• **DATA ROWS**:

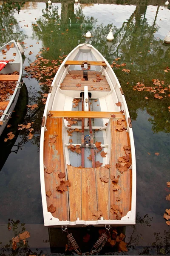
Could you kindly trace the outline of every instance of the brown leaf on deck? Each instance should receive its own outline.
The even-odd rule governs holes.
[[[60,179],[63,179],[65,177],[65,174],[63,172],[60,172],[60,173],[58,174],[58,176]]]
[[[102,151],[100,153],[100,155],[102,157],[106,157],[106,155],[108,153],[107,152],[104,152],[104,151]]]
[[[100,179],[102,182],[105,182],[106,183],[108,182],[109,180],[109,178],[107,177],[105,175],[103,177],[100,177]]]
[[[109,169],[110,168],[110,166],[109,164],[105,164],[105,168],[107,168],[108,169]]]
[[[60,181],[60,186],[56,187],[57,191],[61,191],[63,192],[64,191],[68,191],[68,186],[70,186],[71,185],[69,180],[62,180]]]
[[[51,173],[55,170],[55,169],[54,169],[52,167],[48,167],[47,166],[46,168],[45,172],[46,173]]]
[[[51,195],[51,191],[50,190],[49,190],[49,191],[46,191],[45,193],[46,195],[48,197],[50,197]]]
[[[54,212],[56,211],[56,207],[53,206],[53,204],[52,204],[49,207],[48,207],[48,211],[50,212]]]
[[[51,138],[50,138],[49,142],[50,143],[54,143],[54,142],[56,142],[56,137],[53,136]]]
[[[95,166],[96,168],[100,167],[102,164],[102,163],[100,163],[99,161],[97,161],[96,162],[95,162]]]

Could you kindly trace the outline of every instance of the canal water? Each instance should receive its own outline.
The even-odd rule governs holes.
[[[118,247],[107,243],[101,254],[170,254],[170,227],[163,218],[170,208],[166,199],[170,194],[166,183],[170,181],[170,44],[164,43],[170,29],[170,8],[165,2],[59,0],[51,6],[37,1],[0,2],[0,46],[18,39],[25,49],[24,69],[39,58],[37,54],[60,61],[78,44],[88,42],[113,65],[123,90],[136,148],[136,224],[120,231],[126,236],[127,251],[118,251]],[[114,39],[108,42],[110,29]],[[88,31],[92,35],[89,39],[85,37]],[[3,255],[71,255],[74,251],[65,251],[66,234],[43,224],[40,139],[45,106],[42,100],[49,87],[43,79],[39,80],[38,70],[34,78],[28,68],[23,71],[25,85],[11,126],[0,138],[0,252]],[[159,86],[156,92],[151,91],[156,86],[153,82],[160,84],[162,92]],[[137,83],[142,90],[134,90]],[[155,97],[158,92],[162,98]],[[38,107],[27,107],[34,104]],[[28,132],[18,131],[18,125],[31,122],[34,136],[29,139]],[[11,131],[14,138],[5,143]],[[20,242],[12,251],[12,238],[25,230],[30,234],[26,244]],[[92,247],[87,234],[94,241],[99,236],[93,227],[71,231],[83,252]]]

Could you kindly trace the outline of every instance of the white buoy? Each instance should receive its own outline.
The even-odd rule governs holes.
[[[24,52],[25,50],[24,50],[24,49],[23,49],[23,48],[22,47],[21,45],[20,44],[20,43],[18,42],[18,39],[17,39],[17,45],[18,46],[18,47],[19,49],[19,50],[21,53],[21,54],[22,55],[23,55],[23,54],[24,53]]]
[[[91,37],[91,34],[90,32],[90,31],[88,31],[88,32],[87,32],[85,36],[88,38],[90,38]]]
[[[165,44],[170,44],[170,30],[169,30],[168,35],[164,38],[164,41]]]
[[[106,39],[108,41],[112,41],[114,39],[113,35],[112,34],[112,29],[110,29],[110,32],[108,34],[108,36],[106,38]]]

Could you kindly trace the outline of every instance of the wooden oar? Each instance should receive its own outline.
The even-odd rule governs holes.
[[[88,108],[89,111],[90,111],[90,105],[89,105],[89,98],[88,98]],[[92,163],[92,168],[95,168],[96,167],[95,164],[95,157],[94,156],[94,140],[93,136],[93,131],[92,126],[91,125],[91,118],[89,118],[88,123],[89,125],[89,130],[90,130],[90,135],[91,137],[91,162]]]
[[[82,111],[84,111],[84,96],[82,96]],[[82,118],[82,168],[85,168],[85,119]]]

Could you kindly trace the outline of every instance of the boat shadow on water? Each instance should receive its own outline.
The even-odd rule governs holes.
[[[11,118],[8,122],[8,125],[5,128],[0,137],[0,144],[1,148],[3,148],[0,154],[0,171],[11,153],[12,152],[17,154],[20,148],[18,145],[15,145],[20,133],[18,125],[22,123],[24,119],[27,111],[28,101],[27,88],[24,83]],[[14,137],[12,140],[8,140],[6,142],[4,141],[4,140],[8,137],[7,134],[11,132],[14,134]]]

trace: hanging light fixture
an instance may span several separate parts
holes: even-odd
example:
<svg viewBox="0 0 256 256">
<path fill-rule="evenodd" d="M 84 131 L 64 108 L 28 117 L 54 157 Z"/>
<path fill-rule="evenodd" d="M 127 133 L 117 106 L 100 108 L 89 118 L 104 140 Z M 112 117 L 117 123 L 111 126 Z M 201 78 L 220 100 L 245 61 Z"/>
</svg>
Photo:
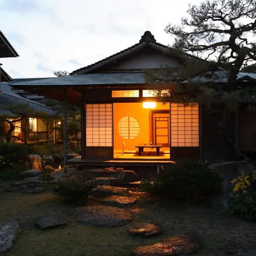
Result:
<svg viewBox="0 0 256 256">
<path fill-rule="evenodd" d="M 157 103 L 154 102 L 143 102 L 142 106 L 144 108 L 155 108 Z"/>
</svg>

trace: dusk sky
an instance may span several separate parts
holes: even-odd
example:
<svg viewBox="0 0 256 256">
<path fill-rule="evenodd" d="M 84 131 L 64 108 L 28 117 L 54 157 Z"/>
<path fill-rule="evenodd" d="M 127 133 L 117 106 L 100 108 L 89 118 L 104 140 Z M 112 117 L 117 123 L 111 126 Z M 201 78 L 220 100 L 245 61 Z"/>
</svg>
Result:
<svg viewBox="0 0 256 256">
<path fill-rule="evenodd" d="M 0 0 L 0 29 L 20 56 L 0 63 L 12 78 L 72 72 L 139 42 L 146 30 L 168 45 L 164 29 L 199 0 Z"/>
</svg>

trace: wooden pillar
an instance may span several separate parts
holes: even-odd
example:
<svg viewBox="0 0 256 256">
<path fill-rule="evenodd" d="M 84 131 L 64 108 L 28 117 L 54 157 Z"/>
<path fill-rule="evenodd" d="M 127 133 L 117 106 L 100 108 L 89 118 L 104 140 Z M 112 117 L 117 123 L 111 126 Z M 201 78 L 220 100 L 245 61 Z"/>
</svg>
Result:
<svg viewBox="0 0 256 256">
<path fill-rule="evenodd" d="M 64 88 L 63 93 L 63 170 L 67 173 L 67 88 Z"/>
</svg>

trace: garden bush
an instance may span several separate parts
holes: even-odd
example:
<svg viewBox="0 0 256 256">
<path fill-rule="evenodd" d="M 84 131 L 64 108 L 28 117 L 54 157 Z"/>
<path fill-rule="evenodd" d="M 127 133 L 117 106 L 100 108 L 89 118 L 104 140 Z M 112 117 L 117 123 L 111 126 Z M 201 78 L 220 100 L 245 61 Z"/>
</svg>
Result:
<svg viewBox="0 0 256 256">
<path fill-rule="evenodd" d="M 151 194 L 184 200 L 206 199 L 220 190 L 221 178 L 205 162 L 185 160 L 164 166 L 159 178 L 143 180 L 141 189 Z"/>
<path fill-rule="evenodd" d="M 95 183 L 82 177 L 70 177 L 59 181 L 54 191 L 65 202 L 82 205 L 86 203 L 90 191 L 96 186 Z"/>
<path fill-rule="evenodd" d="M 19 178 L 21 171 L 26 169 L 28 155 L 34 153 L 33 147 L 29 145 L 0 142 L 0 178 Z"/>
<path fill-rule="evenodd" d="M 256 218 L 256 171 L 250 174 L 243 172 L 231 183 L 235 186 L 230 213 L 246 219 Z"/>
</svg>

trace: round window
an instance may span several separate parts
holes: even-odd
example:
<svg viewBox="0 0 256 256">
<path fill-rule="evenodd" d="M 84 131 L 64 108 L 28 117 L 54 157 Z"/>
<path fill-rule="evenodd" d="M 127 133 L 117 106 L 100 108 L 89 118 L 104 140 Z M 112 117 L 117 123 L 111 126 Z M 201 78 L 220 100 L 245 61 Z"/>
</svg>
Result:
<svg viewBox="0 0 256 256">
<path fill-rule="evenodd" d="M 118 122 L 118 132 L 124 139 L 131 140 L 136 138 L 140 131 L 139 121 L 132 116 L 122 117 Z"/>
</svg>

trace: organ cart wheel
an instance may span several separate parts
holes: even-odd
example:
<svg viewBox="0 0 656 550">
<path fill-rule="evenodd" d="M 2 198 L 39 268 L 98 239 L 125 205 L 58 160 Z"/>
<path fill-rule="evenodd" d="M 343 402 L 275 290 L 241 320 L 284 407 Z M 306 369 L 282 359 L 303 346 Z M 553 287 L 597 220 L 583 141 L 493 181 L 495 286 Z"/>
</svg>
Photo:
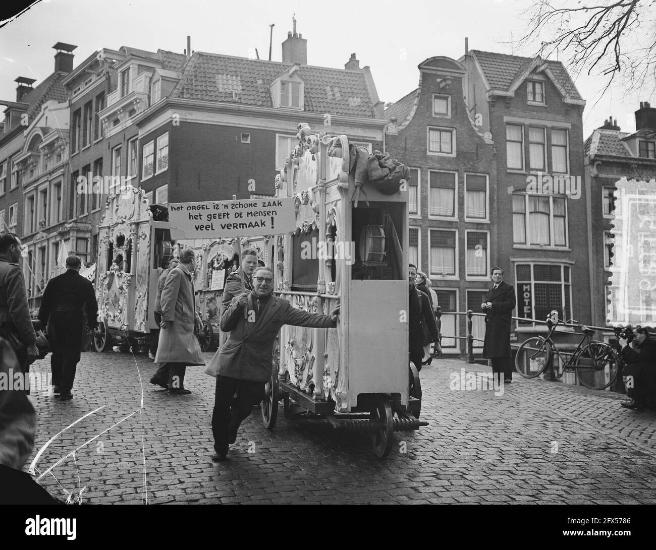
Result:
<svg viewBox="0 0 656 550">
<path fill-rule="evenodd" d="M 212 347 L 213 338 L 214 330 L 212 329 L 212 325 L 207 319 L 203 319 L 203 328 L 198 331 L 198 343 L 201 345 L 201 351 L 209 351 Z"/>
<path fill-rule="evenodd" d="M 379 458 L 389 455 L 394 444 L 394 414 L 392 405 L 384 397 L 380 399 L 373 405 L 369 422 L 380 422 L 382 425 L 371 435 L 373 452 Z"/>
<path fill-rule="evenodd" d="M 92 341 L 93 349 L 98 353 L 102 353 L 109 347 L 110 332 L 104 319 L 98 324 L 98 326 L 93 331 Z"/>
<path fill-rule="evenodd" d="M 271 380 L 264 385 L 262 400 L 262 422 L 267 429 L 273 429 L 278 416 L 278 371 L 272 369 Z"/>
<path fill-rule="evenodd" d="M 415 418 L 419 418 L 421 412 L 421 381 L 419 380 L 419 373 L 415 366 L 415 363 L 410 361 L 410 383 L 408 387 L 408 396 L 419 400 L 419 408 L 412 411 Z"/>
</svg>

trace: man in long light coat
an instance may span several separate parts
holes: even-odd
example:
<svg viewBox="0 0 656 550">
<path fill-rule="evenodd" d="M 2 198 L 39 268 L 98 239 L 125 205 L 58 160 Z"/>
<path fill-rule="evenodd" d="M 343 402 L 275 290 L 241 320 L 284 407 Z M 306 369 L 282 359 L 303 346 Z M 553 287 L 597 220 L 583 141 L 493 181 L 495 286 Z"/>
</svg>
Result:
<svg viewBox="0 0 656 550">
<path fill-rule="evenodd" d="M 308 313 L 272 296 L 274 274 L 268 267 L 257 267 L 253 281 L 253 292 L 233 298 L 221 315 L 221 330 L 230 336 L 210 364 L 211 367 L 218 363 L 218 372 L 212 415 L 215 461 L 227 458 L 228 444 L 236 441 L 239 425 L 264 397 L 264 384 L 271 380 L 272 352 L 280 327 L 337 326 L 338 305 L 330 315 Z"/>
<path fill-rule="evenodd" d="M 192 274 L 195 267 L 195 255 L 188 247 L 180 254 L 180 264 L 169 273 L 159 300 L 162 322 L 155 362 L 161 366 L 154 378 L 168 369 L 169 392 L 173 394 L 191 393 L 184 387 L 186 366 L 205 364 L 194 331 L 197 317 Z"/>
</svg>

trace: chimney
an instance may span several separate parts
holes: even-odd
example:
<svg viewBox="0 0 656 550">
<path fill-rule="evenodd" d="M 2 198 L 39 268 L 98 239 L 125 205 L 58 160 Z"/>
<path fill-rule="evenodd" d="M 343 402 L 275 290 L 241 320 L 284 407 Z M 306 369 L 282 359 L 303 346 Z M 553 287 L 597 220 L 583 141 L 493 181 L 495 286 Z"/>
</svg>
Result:
<svg viewBox="0 0 656 550">
<path fill-rule="evenodd" d="M 604 126 L 599 127 L 600 130 L 616 130 L 618 132 L 620 130 L 620 127 L 617 126 L 617 119 L 613 120 L 612 115 L 609 117 L 607 120 L 604 121 Z"/>
<path fill-rule="evenodd" d="M 355 54 L 351 54 L 351 58 L 346 62 L 344 68 L 347 71 L 359 71 L 360 69 L 360 62 L 356 59 Z"/>
<path fill-rule="evenodd" d="M 20 103 L 22 102 L 23 98 L 34 89 L 32 85 L 36 82 L 36 80 L 33 78 L 18 77 L 14 82 L 18 83 L 18 85 L 16 87 L 16 101 Z"/>
<path fill-rule="evenodd" d="M 647 128 L 656 130 L 656 108 L 650 107 L 649 102 L 640 102 L 640 108 L 636 111 L 636 130 Z"/>
<path fill-rule="evenodd" d="M 294 33 L 287 33 L 287 40 L 283 43 L 283 63 L 300 63 L 308 64 L 308 41 L 296 33 L 296 18 L 294 22 Z"/>
<path fill-rule="evenodd" d="M 54 54 L 54 72 L 70 73 L 73 70 L 72 51 L 77 48 L 72 44 L 58 42 L 52 49 L 57 50 Z"/>
</svg>

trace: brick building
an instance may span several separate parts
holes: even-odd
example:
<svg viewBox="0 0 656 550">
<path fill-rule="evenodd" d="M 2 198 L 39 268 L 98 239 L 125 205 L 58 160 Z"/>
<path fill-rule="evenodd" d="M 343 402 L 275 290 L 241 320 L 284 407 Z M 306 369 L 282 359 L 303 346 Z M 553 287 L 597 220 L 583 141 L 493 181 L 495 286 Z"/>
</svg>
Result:
<svg viewBox="0 0 656 550">
<path fill-rule="evenodd" d="M 455 312 L 480 311 L 497 261 L 496 154 L 468 113 L 464 68 L 438 56 L 419 69 L 417 89 L 385 111 L 386 149 L 411 170 L 410 261 L 433 282 L 443 334 L 464 336 L 466 317 Z M 474 338 L 482 340 L 483 318 L 473 323 Z M 463 353 L 464 345 L 442 340 L 447 354 Z"/>
<path fill-rule="evenodd" d="M 471 50 L 465 101 L 497 150 L 497 262 L 518 292 L 518 317 L 592 321 L 583 186 L 585 102 L 559 62 Z M 543 331 L 520 323 L 518 332 Z M 522 340 L 523 336 L 519 335 Z"/>
<path fill-rule="evenodd" d="M 585 141 L 593 322 L 599 326 L 656 321 L 656 231 L 644 223 L 656 212 L 656 108 L 641 103 L 636 128 L 622 132 L 611 117 Z M 639 191 L 618 189 L 623 178 L 647 183 Z"/>
</svg>

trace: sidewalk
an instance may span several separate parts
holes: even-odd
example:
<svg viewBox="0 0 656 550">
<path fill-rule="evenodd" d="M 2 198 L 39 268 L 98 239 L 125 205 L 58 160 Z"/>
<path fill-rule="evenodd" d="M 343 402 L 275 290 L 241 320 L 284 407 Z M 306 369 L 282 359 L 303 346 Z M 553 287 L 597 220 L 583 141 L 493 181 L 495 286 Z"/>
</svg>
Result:
<svg viewBox="0 0 656 550">
<path fill-rule="evenodd" d="M 211 353 L 205 354 L 206 361 Z M 73 390 L 60 402 L 33 395 L 39 414 L 41 471 L 129 414 L 53 470 L 61 485 L 91 503 L 144 501 L 244 503 L 656 503 L 656 412 L 622 408 L 624 396 L 516 374 L 502 395 L 454 391 L 451 375 L 487 368 L 434 360 L 421 372 L 422 418 L 429 426 L 398 432 L 396 448 L 378 459 L 367 436 L 327 422 L 285 420 L 273 431 L 259 411 L 242 425 L 231 458 L 209 459 L 215 380 L 187 370 L 193 393 L 171 396 L 148 380 L 144 355 L 83 354 Z M 39 361 L 33 370 L 47 372 Z M 145 473 L 144 473 L 145 470 Z M 52 477 L 43 484 L 65 495 Z"/>
</svg>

• **EXERCISE TASK**: Report every line of the rows above that contains the string "water". Case counts.

• **TASK OUTPUT**:
Could you kindly trace the outline of every instance of the canal water? Each instance should receive its own outline.
Could you kindly trace the outline of every instance of the boat shadow on water? Each instance should receive its own outline.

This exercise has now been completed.